**Aim**.
From the passage on the Great Bridge of Belfast, list every person named.

During the rebuilding of the Boyne Bridge, the Great Bridge of Belfast, alias Brickill Bridge, alias Salt Water Bridge, was incorporated in the reconstruction. Two of the original arches, built of local blue whinstone and covering a stretch of 46 feet from north to south, were then, according to Mr. Henry Martin, Senior Director of H. & J. Martin, Ltd., still good and sound. But to-day one looks in vain for that sole survival of the seventeenth century Belfast. Built in 1642, during the troublesome times of the Rebellion of that period, it had more historic associations than any other part of the city. Its arches had resounded to the endless tramp of armies, marching to and from the town; the structure had endured the weight of the Duke of Schomberg's heavy artillery on his march southward to the Boyne; it was the route of William III and his attendant officers on 19th June, 1690, after landing at Carrickfergus five days earlier from the Mary Yacht, under the Command of Captain Grenville Collins, and resting in Belfast Castle during the interval; it was the direct road to Lisburn and the South of Ireland, to and from which the old Coach and Six trundled along with the occasional blast of the Coachman's Horn; and underneath its curved arches flowed an ample supply of water from The Squire's Hill, after the Clowney Water had joined the overflow from the Tuck Mill Dam to form the "Ryver of Owynvarra" which, for a lengthened period of time, was the driving power of Joy's Paper Mill of a vanished past. With all such venerable and historic associations the Great Bridge of Belfast has been, so to speak, buried alive in a concrete coffin, without a nameplate to indicate its former existence, or even its place of interment.

**Data extracted from a collection**.
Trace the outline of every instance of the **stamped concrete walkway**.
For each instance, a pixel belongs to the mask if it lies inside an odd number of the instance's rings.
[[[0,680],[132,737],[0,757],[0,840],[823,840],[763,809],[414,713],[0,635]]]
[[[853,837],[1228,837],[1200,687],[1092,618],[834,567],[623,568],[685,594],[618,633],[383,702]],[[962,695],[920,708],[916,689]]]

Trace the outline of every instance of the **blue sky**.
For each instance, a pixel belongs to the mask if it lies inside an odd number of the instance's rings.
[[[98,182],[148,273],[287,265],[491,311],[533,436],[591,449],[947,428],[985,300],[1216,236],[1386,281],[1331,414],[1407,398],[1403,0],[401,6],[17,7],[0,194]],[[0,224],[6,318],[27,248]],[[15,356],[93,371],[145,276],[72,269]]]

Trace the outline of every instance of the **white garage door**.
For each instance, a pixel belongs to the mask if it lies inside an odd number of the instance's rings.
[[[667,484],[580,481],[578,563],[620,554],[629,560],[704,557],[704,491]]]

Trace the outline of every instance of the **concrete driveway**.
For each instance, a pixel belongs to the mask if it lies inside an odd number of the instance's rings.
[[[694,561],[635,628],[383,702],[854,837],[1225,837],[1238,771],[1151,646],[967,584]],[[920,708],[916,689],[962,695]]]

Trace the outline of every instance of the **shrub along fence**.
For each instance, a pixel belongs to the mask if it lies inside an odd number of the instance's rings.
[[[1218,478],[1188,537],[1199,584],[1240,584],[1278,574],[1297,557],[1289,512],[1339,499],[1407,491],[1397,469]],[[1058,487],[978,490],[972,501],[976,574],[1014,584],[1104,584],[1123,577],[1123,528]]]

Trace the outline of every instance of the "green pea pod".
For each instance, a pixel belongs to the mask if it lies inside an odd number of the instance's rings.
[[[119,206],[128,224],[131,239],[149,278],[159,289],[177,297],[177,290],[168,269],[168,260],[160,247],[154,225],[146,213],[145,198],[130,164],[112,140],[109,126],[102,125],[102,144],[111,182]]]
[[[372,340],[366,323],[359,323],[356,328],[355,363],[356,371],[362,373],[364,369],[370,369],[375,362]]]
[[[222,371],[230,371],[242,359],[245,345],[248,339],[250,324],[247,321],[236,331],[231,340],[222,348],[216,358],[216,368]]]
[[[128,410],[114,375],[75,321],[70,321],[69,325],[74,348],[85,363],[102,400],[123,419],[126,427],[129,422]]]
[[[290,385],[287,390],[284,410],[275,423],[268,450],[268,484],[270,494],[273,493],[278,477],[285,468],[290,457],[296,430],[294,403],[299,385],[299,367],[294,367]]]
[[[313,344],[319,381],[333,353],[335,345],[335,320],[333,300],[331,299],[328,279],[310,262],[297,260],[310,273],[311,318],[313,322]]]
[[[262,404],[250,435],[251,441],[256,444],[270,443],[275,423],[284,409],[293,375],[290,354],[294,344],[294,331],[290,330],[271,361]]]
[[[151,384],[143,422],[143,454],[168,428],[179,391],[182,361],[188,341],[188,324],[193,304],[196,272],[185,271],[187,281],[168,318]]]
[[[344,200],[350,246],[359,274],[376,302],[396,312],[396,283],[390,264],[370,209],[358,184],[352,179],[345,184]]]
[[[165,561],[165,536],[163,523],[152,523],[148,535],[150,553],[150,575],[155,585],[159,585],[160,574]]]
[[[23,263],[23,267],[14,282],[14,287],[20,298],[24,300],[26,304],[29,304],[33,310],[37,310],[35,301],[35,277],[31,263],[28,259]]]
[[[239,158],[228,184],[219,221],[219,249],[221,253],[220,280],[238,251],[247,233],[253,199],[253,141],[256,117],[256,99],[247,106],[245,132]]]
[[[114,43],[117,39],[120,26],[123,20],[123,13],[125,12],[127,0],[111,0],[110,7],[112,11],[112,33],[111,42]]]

**Exercise result**.
- Henry Martin
- the Duke of Schomberg
- William III
- Captain Grenville Collins